> **TASK SET**:
- a) Answer these questions about the report on Nissan and Renault:
(i) Which newspaper reported that Nissan had stepped up contingency planning for a possible split?
(ii) Who is Nissan's biggest shareholder?
(iii) What concept model is Nissan's crossover electric car based on?
- b) Write the next few sentences of the report on Nissan and Renault.

> **TEXT BLOCK**:
==================================================

Nissan has stepped up contingency planning for a possible split from Renault, according to the Financial Times, which cited people familiar with the matter.
The plans include Nissan going it alone in engineering and manufacturing, as well as changes to Nissan's board, the paper reported on Sunday.
Nissan has accelerated the planning since its former Chairman Carlos Ghosn fled from Japan where he was on bail accused of financial crimes to his former childhood home of Lebanon, the paper reported.
Bloomberg also reported that Nissan executives have examined the possibility of breaking away from Renault amid concerns that relations with the longtime French partner have turned dysfunctional.
Since last year, Nissan has been exploring the pros and cons of sustaining the alliance, particularly when it comes to engineering and technology sharing, a person familiar with the matter told Bloomberg. Those studies predate Ghosn’s escape from Japan and were preliminary, so no decision has been made, the person said.
It’s unclear how feasible any separation would be given that Renault is Nissan’s biggest shareholder and the French partner has been pushing for a repair of ties.
Key to the partnership's survival is reviving plans this year for new joint industrial projects, which sources said have stalled as the scandal engulfed the companies.
The companies are trying to forge solutions to problems with their long-standing partnership, and launch new joint industrial projects, people familiar with the situation said. So far, those efforts haven't produced visible results.
"The problem is today, there's nothing concrete as we look ahead, no goals," a former senior employee at Renault said.
Some developments set in motion during the Ghosn era are due to come to fruition in 2020. Nissan's crossover electric car, based on its Ariya concept model, will be the first to launch on the two automakers' new joint electric platform, and in 2021 a Renault equivalent should also take shape.
Renault Chairman Jean-Dominique held doubts about the partnership enduring when he replaced Ghosn. In a French radio channel interview in November, Senard gave Renault and Nissan just months to amend the union. "If in 2020 we don't extract the whole virtuous potential of this alliance, I will consider that I and my teams have failed," he said.

==================================================

> **DATA SEGMENT**:
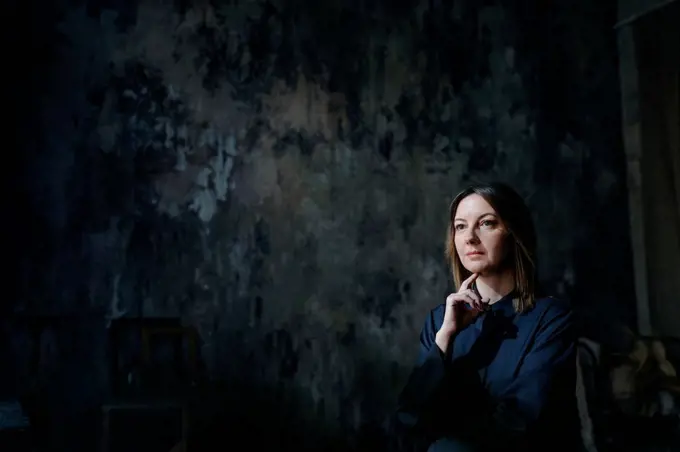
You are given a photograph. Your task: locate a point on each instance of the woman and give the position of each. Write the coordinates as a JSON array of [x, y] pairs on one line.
[[497, 366]]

==================================================

> **OUTPUTS BY TASK**:
- a)
(i) The Financial Times.
(ii) Renault.
(iii) The Ariya concept model.

- b)
Senard is due to announce several combined projects for the alliance in coming weeks. Nissan’s recently appointed CEO Makoto Uchida has been working closely with Senard on these new projects, Bloomberg said. But even during the Ghosn era, according to people close to Nissan, some engineers were not happy about Ghosn’s push to combine engineering and manufacturing.
Ghosn led Nissan back from the brink following its rescue by Renault in 1999 and held the alliance together as head of both companies. His shock arrest in Tokyo in November 2018 threw the automakers into disarray and brought infighting between Renault and Nissan into the open.
In a press conference in Beirut last week Ghosn said: "What we see today is a masquerade of an alliance that obviously with all the people involved is not going to go anywhere."
Nissan's partnership with Renault has now become toxic, with many senior Nissan executives now believing the French automaker is a drag on its Japanese counterpart, sources told the Financial Times. Both automakers would likely seek new partners in the event of a full split, the paper said.
Technology tensions
Relations soured following Ghosn's arrest, but the roots behind the tensions go back years.
A major sticking point since 2015 has been the equal division of costs for r&d into new technology and products, two sources close to Nissan said.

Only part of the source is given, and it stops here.